→ What you need to do: Retype the listing below exactly, beginning at the line that contains "locate distant church" and ending with its last line.

→ Records:

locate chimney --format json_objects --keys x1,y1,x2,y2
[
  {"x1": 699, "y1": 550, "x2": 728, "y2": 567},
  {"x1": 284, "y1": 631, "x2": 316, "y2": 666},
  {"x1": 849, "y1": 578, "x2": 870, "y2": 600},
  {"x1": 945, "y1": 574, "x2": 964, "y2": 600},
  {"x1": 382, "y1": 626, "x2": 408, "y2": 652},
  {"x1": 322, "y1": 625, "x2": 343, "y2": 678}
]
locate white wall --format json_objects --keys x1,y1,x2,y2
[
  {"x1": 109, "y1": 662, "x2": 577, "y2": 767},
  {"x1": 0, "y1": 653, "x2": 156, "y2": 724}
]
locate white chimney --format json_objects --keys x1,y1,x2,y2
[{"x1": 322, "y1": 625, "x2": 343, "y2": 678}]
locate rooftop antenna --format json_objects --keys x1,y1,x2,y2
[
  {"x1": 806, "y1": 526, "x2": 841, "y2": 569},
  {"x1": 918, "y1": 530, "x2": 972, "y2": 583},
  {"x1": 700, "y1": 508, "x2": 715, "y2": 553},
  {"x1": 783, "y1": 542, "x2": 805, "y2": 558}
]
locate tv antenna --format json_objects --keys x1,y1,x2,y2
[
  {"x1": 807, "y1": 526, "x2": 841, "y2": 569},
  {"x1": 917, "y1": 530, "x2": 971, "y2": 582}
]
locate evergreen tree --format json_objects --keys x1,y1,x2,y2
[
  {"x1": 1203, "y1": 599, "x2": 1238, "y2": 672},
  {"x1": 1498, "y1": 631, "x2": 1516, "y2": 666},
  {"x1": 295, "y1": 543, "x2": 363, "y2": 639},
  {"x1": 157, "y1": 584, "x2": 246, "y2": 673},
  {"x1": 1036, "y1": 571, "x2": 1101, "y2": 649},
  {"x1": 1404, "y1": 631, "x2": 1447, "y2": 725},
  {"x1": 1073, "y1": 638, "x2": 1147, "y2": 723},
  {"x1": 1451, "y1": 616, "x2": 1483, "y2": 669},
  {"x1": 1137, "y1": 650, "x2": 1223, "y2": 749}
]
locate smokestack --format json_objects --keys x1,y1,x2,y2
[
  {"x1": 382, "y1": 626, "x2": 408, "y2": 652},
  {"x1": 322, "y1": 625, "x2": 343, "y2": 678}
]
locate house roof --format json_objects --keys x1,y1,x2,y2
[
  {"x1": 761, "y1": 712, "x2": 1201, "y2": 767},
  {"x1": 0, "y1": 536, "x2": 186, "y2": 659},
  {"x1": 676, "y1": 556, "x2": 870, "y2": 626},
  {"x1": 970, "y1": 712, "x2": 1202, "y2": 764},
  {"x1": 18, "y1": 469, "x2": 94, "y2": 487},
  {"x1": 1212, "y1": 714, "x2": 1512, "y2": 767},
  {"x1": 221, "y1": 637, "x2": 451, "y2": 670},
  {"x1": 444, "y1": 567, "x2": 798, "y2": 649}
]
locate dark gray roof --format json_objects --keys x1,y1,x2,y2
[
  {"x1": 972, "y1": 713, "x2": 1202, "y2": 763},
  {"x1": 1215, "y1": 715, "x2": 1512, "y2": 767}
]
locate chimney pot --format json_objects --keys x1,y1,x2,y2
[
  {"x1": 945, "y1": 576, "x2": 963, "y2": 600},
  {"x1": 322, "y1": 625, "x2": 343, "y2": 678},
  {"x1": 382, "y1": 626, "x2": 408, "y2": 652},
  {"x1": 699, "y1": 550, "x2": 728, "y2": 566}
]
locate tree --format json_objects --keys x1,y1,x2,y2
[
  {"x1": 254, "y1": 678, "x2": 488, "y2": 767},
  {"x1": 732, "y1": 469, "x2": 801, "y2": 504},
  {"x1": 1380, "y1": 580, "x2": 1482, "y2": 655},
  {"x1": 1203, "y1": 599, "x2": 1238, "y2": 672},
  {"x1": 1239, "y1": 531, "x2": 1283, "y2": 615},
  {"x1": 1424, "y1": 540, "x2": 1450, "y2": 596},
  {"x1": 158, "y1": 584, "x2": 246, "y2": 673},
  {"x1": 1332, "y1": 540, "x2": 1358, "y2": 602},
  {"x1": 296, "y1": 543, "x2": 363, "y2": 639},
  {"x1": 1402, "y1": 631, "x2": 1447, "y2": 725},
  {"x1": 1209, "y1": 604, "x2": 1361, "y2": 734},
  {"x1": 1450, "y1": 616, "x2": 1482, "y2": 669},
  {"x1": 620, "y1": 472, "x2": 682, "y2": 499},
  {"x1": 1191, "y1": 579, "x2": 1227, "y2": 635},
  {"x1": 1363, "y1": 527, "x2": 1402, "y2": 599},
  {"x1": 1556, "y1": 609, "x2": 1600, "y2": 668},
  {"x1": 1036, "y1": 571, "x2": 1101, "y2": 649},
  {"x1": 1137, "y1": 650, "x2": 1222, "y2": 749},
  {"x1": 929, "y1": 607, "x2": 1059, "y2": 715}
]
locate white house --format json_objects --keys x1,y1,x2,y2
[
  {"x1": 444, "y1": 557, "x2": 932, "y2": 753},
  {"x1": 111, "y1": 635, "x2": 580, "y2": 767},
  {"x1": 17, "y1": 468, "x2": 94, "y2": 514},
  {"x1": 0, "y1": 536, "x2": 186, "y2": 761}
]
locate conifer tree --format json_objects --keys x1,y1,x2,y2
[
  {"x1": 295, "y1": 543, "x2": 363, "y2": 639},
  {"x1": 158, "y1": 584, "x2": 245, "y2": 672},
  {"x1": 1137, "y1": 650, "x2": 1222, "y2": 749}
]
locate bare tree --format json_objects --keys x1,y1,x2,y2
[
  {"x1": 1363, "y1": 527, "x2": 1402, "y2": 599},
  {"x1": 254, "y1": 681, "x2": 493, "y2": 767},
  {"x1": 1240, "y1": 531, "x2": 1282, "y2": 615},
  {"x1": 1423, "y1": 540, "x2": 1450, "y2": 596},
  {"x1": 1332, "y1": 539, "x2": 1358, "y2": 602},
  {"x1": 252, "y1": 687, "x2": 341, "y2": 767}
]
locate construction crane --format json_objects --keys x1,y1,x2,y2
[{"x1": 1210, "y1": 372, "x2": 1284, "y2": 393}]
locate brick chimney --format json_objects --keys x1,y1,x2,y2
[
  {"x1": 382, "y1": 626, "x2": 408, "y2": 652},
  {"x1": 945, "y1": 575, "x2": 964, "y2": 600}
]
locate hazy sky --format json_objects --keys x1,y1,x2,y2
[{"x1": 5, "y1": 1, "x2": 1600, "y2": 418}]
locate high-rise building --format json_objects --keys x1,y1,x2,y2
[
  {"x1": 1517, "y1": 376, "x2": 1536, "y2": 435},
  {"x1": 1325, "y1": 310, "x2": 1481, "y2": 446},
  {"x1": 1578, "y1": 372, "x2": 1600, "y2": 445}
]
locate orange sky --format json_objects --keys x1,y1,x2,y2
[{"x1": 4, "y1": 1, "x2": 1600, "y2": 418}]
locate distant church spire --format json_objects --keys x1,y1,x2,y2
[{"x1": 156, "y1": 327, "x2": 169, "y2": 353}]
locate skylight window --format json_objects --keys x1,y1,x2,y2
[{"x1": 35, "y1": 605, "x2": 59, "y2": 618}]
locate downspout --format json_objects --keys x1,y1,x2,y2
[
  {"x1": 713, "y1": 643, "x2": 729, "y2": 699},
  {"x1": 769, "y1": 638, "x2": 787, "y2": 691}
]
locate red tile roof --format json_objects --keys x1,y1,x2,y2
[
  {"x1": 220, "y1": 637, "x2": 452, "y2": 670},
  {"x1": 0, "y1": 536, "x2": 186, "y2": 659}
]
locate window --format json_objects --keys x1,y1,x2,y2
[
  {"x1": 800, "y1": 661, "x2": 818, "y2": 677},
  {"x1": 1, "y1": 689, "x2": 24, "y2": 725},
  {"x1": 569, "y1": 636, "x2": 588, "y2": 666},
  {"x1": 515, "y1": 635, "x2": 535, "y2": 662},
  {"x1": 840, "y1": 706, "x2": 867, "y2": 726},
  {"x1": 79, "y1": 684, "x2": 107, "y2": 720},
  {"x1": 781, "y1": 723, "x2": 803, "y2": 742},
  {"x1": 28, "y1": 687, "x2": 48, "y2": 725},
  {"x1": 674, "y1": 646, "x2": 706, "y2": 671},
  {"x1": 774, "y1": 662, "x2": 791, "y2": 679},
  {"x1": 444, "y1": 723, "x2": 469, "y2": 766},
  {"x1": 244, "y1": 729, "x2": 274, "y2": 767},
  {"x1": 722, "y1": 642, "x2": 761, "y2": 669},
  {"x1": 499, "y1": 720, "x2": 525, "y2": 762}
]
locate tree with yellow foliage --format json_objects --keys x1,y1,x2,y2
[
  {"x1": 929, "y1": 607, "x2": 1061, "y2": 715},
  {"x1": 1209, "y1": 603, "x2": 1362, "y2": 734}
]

→ Exercise output:
locate distant church spire --format json_objects --keys x1,y1,x2,y2
[{"x1": 156, "y1": 327, "x2": 169, "y2": 353}]
locate skylight window --format json_objects --keys x1,y1,x2,y2
[{"x1": 35, "y1": 605, "x2": 59, "y2": 618}]
locate downspout --format json_objects --keys x1,y1,x2,y2
[
  {"x1": 713, "y1": 643, "x2": 729, "y2": 699},
  {"x1": 769, "y1": 638, "x2": 787, "y2": 691}
]
locate red tile roof --format json_objects --keys x1,y1,x2,y2
[
  {"x1": 220, "y1": 637, "x2": 452, "y2": 670},
  {"x1": 0, "y1": 536, "x2": 186, "y2": 659}
]
locate window --format json_objects --keys x1,y1,x2,y2
[
  {"x1": 800, "y1": 661, "x2": 818, "y2": 677},
  {"x1": 1, "y1": 689, "x2": 24, "y2": 725},
  {"x1": 569, "y1": 636, "x2": 588, "y2": 666},
  {"x1": 515, "y1": 635, "x2": 535, "y2": 662},
  {"x1": 840, "y1": 706, "x2": 867, "y2": 726},
  {"x1": 79, "y1": 684, "x2": 107, "y2": 720},
  {"x1": 781, "y1": 723, "x2": 803, "y2": 742},
  {"x1": 28, "y1": 687, "x2": 48, "y2": 725},
  {"x1": 674, "y1": 646, "x2": 706, "y2": 671},
  {"x1": 774, "y1": 662, "x2": 791, "y2": 679},
  {"x1": 444, "y1": 723, "x2": 469, "y2": 766},
  {"x1": 244, "y1": 729, "x2": 274, "y2": 767},
  {"x1": 722, "y1": 642, "x2": 761, "y2": 669},
  {"x1": 499, "y1": 720, "x2": 525, "y2": 762}
]
locate tree with yellow foliage --format json_objects --keys x1,y1,x2,y2
[
  {"x1": 929, "y1": 607, "x2": 1061, "y2": 715},
  {"x1": 1209, "y1": 603, "x2": 1362, "y2": 734}
]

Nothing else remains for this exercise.